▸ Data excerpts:

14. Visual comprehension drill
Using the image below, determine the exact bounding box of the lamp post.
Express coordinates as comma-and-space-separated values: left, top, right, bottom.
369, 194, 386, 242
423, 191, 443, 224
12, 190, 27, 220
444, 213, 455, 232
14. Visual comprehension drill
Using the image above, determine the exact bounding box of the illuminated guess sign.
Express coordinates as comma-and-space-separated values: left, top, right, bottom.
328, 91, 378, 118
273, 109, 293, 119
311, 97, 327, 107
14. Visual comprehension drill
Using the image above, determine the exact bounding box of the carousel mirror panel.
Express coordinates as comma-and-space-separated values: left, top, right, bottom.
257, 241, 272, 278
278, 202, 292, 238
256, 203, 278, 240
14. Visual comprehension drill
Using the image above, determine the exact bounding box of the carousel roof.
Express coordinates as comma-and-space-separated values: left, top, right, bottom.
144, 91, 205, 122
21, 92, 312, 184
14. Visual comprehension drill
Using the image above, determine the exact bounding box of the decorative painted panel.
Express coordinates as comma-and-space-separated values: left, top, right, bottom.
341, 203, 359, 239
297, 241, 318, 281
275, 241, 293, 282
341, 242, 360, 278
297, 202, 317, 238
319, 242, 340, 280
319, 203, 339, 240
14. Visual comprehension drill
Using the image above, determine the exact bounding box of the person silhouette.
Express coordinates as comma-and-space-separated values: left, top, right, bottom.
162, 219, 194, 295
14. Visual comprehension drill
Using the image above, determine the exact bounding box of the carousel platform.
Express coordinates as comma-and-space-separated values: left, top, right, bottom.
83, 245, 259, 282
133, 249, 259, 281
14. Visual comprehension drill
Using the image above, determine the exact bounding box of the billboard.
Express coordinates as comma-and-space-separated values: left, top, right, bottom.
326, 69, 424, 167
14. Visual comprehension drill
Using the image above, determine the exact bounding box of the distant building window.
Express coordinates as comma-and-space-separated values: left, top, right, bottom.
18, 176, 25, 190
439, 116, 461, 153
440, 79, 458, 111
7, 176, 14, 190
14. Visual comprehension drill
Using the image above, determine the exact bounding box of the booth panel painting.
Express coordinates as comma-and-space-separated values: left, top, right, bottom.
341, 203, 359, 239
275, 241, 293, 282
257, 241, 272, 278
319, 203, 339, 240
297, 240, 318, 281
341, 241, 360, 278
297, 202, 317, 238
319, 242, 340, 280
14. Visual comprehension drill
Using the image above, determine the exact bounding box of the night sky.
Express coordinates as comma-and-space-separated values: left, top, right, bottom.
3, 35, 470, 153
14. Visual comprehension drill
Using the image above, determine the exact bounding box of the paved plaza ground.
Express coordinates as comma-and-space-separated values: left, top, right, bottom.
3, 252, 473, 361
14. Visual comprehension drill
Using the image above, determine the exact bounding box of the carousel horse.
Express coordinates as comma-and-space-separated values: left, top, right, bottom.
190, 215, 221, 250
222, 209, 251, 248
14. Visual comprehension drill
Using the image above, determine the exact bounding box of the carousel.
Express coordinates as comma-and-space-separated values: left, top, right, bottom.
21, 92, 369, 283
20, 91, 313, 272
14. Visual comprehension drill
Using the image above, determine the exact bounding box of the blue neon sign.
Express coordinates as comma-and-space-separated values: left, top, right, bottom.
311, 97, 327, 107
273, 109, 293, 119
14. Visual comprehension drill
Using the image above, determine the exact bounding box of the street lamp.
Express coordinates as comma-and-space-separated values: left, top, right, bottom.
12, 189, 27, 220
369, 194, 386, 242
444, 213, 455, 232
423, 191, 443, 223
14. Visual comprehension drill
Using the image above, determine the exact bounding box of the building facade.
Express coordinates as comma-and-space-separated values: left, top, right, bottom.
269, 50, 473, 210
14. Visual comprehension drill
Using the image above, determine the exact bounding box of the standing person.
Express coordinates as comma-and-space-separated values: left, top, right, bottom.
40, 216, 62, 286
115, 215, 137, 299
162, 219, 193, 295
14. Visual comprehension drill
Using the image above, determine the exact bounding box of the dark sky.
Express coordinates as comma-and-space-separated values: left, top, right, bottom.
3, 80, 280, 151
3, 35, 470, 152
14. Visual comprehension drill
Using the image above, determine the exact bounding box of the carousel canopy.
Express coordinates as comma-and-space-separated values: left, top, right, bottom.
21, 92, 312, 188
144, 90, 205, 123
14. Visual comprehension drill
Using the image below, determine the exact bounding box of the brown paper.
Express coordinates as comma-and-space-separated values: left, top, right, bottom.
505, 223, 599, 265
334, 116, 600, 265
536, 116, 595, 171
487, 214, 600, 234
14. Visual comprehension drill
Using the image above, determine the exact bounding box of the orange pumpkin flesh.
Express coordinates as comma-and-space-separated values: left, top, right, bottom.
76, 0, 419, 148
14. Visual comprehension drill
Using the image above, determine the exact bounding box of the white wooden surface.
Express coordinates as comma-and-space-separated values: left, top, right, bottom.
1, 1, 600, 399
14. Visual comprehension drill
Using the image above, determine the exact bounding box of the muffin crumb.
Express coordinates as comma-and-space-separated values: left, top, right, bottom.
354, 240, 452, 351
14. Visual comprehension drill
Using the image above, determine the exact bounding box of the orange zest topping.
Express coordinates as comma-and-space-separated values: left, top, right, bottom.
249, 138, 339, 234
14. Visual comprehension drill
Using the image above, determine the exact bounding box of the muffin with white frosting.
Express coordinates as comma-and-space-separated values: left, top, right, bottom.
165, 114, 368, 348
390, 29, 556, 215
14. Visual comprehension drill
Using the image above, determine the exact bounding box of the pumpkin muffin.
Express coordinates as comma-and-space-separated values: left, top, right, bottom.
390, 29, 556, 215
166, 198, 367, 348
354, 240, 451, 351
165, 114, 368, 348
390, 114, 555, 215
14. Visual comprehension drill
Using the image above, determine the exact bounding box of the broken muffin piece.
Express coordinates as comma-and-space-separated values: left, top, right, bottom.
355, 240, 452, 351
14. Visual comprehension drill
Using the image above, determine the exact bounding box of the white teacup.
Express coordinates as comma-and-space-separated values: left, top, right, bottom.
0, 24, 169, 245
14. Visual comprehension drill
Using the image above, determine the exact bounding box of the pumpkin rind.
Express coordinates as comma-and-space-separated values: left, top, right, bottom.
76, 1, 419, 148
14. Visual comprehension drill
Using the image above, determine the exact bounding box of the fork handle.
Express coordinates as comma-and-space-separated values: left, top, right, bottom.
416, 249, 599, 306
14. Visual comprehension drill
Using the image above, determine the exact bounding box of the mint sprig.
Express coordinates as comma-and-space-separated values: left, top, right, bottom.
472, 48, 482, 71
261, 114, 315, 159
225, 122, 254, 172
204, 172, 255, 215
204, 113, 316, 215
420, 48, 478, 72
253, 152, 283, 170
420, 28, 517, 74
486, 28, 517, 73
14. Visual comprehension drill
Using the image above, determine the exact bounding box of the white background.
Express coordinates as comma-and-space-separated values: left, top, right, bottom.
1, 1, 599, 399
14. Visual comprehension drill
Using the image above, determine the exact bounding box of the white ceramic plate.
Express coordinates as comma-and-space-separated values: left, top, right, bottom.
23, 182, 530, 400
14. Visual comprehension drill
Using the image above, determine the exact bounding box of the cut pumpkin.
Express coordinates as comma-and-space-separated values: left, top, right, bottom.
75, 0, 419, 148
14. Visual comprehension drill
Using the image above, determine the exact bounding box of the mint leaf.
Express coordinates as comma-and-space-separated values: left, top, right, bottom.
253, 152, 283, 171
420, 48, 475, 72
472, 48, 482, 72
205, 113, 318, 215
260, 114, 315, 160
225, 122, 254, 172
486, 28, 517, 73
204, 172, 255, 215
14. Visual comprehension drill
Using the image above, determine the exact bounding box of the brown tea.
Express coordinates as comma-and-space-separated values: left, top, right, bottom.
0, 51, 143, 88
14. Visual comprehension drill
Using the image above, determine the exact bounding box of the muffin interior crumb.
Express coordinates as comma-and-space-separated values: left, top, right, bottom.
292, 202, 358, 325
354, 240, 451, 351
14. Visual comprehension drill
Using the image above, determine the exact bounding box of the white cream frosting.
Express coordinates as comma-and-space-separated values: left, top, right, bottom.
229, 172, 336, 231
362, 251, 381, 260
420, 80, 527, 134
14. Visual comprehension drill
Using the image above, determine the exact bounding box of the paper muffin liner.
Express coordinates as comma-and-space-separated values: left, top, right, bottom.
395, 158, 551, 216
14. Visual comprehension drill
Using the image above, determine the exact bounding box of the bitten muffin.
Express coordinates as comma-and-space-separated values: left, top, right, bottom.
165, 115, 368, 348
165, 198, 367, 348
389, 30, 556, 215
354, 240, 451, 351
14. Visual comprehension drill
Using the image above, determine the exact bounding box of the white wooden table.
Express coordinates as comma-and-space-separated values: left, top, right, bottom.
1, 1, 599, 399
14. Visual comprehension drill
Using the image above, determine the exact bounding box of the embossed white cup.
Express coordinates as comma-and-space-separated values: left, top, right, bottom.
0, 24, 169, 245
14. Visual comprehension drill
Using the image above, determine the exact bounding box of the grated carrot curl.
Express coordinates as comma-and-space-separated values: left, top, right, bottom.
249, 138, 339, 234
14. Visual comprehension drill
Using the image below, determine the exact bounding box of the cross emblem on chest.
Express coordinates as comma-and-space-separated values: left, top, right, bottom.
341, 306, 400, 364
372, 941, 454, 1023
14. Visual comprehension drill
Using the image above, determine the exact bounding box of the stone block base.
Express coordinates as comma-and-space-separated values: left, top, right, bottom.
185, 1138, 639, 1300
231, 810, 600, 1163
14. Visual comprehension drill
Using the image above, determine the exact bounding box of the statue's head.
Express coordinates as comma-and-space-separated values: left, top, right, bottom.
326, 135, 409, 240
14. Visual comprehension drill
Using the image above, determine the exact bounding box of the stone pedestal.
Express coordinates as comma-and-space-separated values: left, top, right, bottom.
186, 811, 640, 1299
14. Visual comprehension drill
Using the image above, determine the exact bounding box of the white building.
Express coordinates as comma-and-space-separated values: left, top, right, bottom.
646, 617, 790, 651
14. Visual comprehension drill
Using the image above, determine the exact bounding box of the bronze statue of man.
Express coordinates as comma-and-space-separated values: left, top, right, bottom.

▸ Aim of the exercise: Given the records above, reproduce precisely and only the lines between the line holding "with white frosting." and the line holding "the pumpkin muffin.", inclusive.

▸ Response box:
Using the image above, determine the exact bounding box of the muffin with white frosting.
Express coordinates as comma-and-space-separated values: left, top, right, bottom.
165, 114, 368, 348
390, 29, 556, 215
14. Visual comprehension drill
Using the image above, determine the exact bounding box of the pumpkin muffin.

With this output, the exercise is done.